**YOUR TASK:**
Copy out the lines below exactly, starting at the line containing "For each instance of the window" and continuing through the last line.

:::

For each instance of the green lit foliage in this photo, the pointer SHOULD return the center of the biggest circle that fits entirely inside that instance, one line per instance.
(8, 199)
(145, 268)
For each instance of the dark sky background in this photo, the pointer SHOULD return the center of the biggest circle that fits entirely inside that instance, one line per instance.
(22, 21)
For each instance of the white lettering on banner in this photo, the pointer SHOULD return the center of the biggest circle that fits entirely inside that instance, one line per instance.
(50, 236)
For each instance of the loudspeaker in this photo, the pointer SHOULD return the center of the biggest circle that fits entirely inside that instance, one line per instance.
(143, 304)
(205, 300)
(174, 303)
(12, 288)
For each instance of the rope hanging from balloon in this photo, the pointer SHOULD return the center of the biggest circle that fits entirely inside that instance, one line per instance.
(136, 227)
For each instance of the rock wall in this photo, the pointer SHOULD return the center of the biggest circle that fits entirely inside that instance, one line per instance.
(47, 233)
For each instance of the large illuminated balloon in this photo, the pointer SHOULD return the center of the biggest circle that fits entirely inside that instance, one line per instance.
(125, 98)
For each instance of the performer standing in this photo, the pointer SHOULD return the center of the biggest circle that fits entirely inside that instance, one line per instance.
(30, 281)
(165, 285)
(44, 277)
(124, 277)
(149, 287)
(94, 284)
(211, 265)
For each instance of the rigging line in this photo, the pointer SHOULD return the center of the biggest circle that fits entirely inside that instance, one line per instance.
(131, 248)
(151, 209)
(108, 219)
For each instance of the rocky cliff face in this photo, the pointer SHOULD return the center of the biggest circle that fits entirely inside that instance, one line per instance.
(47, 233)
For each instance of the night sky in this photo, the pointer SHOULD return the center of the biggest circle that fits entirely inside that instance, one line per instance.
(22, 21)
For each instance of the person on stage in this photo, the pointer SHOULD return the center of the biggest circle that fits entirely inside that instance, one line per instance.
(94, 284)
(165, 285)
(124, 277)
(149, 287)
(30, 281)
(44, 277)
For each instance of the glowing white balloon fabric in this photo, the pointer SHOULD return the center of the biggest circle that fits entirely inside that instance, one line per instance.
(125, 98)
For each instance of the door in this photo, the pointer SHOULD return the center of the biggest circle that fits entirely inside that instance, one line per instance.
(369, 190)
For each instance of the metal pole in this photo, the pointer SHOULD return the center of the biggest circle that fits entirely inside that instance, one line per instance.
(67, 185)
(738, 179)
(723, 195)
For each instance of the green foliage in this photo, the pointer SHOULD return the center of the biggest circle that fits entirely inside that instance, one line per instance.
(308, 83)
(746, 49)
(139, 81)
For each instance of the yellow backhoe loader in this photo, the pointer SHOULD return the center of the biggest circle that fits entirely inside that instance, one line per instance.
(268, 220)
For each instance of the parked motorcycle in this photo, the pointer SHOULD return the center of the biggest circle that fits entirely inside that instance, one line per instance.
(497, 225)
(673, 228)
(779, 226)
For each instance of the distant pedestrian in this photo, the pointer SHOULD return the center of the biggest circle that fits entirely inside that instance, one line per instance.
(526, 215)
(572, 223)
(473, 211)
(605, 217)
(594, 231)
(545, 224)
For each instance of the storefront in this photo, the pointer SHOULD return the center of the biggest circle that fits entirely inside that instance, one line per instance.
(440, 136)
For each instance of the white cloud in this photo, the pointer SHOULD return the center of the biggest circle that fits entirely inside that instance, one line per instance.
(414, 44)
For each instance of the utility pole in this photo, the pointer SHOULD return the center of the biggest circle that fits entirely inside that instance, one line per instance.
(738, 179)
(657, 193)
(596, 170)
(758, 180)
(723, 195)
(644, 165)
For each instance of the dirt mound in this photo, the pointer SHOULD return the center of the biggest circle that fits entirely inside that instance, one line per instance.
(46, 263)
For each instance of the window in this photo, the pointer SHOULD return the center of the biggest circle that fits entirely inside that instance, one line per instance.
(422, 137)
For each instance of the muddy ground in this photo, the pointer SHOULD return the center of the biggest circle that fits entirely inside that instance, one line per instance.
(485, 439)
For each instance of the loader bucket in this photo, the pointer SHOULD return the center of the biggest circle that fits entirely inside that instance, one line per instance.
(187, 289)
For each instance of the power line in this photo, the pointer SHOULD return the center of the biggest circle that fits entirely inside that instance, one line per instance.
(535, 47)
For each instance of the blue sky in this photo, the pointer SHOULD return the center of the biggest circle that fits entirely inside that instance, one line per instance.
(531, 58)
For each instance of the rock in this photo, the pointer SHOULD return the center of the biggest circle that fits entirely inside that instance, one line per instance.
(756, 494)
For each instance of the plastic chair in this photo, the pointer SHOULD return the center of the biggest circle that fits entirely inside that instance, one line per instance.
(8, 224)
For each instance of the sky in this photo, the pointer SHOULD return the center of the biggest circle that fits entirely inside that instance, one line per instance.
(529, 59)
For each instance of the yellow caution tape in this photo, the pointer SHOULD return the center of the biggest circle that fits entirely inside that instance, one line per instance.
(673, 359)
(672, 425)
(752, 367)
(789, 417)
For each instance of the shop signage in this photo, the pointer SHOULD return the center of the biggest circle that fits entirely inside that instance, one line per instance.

:::

**SOLVED PROBLEM:**
For each instance of the window in this photo, the pointer SHOULD return the center of the biggest circle that fits entirely inside that instance, one line per instance.
(422, 137)
For each instance of the muddy ground in this photo, the pointer SHOULD return the center of the biggest circle that fits entirely inside that instance, one line per instance.
(485, 439)
For each instance of the loader bucket in this photo, the pointer SHOULD return the center of the biggest circle that fits entirely inside that instance, one line per instance.
(187, 289)
For each instance of the power line in this photo, the pointer SHOULD return the center of the biggest circle that fits entirely inside that instance, one line per instance.
(535, 47)
For each instance of the blue sky in this photo, the pointer SHOULD return the center of the biggest circle that fits entirely inside that instance, one line per instance.
(531, 58)
For each instance of the rock in this photo, the pointer SHOULD return the center of the biggest circle that fits entirely inside that instance, one line per instance.
(756, 494)
For each instance of the plastic chair in this photo, the pointer SHOULD return the center of the biggest circle that fits entirely inside that instance, one line per instance.
(8, 224)
For each instance of the sky in this photo, the pointer SHOULD return the center of the biggest circle that fits entirely inside that instance, one line per instance.
(529, 59)
For each instance of the yellow caution tape in this photo, the pointer SHOULD return the center of the biggest circle that fits entirely inside that instance, one line per instance.
(673, 359)
(672, 425)
(752, 367)
(789, 417)
For each instance of the shop signage in this photo, the pointer SHOULD return the center of the biggest circle that fits entirely inside that instance, one line per instance.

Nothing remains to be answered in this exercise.